DATA SUPPLIED Block Start

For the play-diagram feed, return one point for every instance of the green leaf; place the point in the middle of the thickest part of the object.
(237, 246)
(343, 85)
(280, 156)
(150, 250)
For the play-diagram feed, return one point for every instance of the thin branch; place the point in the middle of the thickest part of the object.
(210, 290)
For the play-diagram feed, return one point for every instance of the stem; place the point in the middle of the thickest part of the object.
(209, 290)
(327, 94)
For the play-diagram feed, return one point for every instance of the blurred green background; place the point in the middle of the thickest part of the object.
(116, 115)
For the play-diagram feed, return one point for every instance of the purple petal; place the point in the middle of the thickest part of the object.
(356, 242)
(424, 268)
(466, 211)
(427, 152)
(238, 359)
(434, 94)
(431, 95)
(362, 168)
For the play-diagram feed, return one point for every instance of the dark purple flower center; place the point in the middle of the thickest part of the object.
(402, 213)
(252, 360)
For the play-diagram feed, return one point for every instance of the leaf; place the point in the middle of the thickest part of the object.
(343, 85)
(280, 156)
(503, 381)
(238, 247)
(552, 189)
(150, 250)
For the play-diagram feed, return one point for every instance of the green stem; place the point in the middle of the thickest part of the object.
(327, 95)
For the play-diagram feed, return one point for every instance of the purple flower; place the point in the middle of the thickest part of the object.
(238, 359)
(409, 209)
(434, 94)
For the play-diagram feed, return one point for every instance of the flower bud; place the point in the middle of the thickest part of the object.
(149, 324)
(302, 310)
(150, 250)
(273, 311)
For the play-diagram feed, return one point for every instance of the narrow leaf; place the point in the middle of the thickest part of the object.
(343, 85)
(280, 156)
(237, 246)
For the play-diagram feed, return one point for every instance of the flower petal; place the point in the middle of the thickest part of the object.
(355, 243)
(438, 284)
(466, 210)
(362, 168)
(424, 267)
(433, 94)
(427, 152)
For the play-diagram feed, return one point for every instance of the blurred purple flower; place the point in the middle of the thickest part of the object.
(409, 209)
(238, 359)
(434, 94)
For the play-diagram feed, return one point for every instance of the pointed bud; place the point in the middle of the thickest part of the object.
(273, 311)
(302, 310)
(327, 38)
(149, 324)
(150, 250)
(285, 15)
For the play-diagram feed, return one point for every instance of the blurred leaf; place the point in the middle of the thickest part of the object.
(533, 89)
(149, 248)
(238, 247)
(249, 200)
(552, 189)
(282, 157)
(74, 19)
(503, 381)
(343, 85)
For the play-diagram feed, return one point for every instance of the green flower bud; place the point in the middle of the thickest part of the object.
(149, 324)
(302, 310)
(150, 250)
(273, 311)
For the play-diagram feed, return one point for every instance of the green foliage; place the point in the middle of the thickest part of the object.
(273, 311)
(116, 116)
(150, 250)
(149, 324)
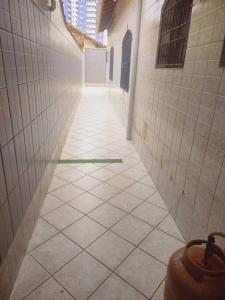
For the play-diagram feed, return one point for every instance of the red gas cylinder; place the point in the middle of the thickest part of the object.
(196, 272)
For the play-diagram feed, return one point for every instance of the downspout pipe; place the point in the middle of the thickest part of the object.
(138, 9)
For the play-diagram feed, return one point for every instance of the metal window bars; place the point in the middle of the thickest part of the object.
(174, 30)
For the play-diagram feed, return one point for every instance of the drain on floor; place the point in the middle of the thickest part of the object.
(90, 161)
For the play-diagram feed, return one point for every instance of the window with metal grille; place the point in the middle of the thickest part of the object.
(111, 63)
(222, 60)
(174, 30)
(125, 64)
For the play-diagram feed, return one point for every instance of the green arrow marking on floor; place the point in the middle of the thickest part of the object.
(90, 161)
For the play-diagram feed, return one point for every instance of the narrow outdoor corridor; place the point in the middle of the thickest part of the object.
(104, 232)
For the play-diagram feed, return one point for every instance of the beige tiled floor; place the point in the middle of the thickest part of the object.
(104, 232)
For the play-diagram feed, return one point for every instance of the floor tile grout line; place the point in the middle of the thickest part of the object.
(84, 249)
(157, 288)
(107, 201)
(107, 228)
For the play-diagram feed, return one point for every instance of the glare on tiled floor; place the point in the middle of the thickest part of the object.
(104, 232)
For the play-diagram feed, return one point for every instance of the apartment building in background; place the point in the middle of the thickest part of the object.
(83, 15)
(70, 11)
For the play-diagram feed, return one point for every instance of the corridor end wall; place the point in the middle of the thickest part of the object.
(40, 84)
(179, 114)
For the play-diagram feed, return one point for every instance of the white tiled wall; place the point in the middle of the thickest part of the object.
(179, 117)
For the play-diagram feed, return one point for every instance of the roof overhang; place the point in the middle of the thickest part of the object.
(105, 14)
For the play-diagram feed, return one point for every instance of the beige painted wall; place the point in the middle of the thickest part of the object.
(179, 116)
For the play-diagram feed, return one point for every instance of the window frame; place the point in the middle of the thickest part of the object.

DATA SUPPLIED Block End
DATA SUPPLIED Block Start

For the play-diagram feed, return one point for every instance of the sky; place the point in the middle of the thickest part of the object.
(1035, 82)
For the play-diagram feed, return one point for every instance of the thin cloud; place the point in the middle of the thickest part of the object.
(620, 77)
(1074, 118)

DATA SUPPLIED Block End
DATA SUPPLIED Block Start

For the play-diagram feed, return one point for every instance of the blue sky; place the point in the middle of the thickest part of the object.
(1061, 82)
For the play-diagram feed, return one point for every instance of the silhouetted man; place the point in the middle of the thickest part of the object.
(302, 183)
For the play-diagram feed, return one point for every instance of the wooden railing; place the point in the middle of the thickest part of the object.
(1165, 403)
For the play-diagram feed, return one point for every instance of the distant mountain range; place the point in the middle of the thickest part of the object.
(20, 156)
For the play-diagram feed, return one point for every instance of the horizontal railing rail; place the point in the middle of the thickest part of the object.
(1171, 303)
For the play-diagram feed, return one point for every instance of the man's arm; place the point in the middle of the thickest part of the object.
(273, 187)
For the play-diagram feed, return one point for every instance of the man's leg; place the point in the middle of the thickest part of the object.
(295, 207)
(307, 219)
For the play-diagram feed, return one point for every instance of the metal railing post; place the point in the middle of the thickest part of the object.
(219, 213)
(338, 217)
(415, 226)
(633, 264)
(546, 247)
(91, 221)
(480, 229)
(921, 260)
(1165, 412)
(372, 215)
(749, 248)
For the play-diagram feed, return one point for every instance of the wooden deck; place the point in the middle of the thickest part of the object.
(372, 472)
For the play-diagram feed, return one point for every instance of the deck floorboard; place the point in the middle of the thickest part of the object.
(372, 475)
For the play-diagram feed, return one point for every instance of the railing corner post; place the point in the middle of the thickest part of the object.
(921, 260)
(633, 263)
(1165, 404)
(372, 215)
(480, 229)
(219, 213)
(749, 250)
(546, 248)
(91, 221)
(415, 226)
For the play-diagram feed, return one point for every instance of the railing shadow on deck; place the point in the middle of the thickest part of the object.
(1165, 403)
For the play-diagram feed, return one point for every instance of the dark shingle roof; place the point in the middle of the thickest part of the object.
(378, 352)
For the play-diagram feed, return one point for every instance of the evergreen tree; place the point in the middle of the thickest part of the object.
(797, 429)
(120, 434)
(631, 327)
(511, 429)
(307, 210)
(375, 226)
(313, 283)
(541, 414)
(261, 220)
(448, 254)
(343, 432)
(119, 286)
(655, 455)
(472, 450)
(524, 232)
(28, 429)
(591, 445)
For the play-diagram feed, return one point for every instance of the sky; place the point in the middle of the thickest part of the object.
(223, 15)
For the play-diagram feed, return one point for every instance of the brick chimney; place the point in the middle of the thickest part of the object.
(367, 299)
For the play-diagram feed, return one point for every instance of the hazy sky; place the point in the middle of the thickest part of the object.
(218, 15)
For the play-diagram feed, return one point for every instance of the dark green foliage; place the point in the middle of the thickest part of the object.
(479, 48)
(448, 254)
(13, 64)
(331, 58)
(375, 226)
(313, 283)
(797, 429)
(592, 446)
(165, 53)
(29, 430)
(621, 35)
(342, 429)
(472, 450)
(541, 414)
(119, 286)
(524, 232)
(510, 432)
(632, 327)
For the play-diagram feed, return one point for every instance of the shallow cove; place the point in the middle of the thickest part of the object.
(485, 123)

DATA SUPPLIED Block End

PROBLEM:
Only the lines above from the one with "of the corridor" up to and including the one with "the window frame;" should be repeated, exactly as written.

THE ANSWER:
For the play-diagram feed, return one point for every instance of the corridor end wall; place the point in the middle of the thickest part of the object.
(40, 84)
(179, 114)
For the play-diagram feed, return one point for every instance of the white tiled wall; place the point in the middle of the thickest part of the object.
(179, 117)
For the play-diagram feed, return one point for every instance of the roof overhang; place the point in the middle of the thickest part of the object.
(105, 14)
For the play-diagram feed, return one point for every instance of the beige painted wall; place the point in the middle of the thickest part of the object.
(179, 116)
For the play-diagram feed, return one point for every instance of the window frame; place the point in the middle of the thickest part of the object.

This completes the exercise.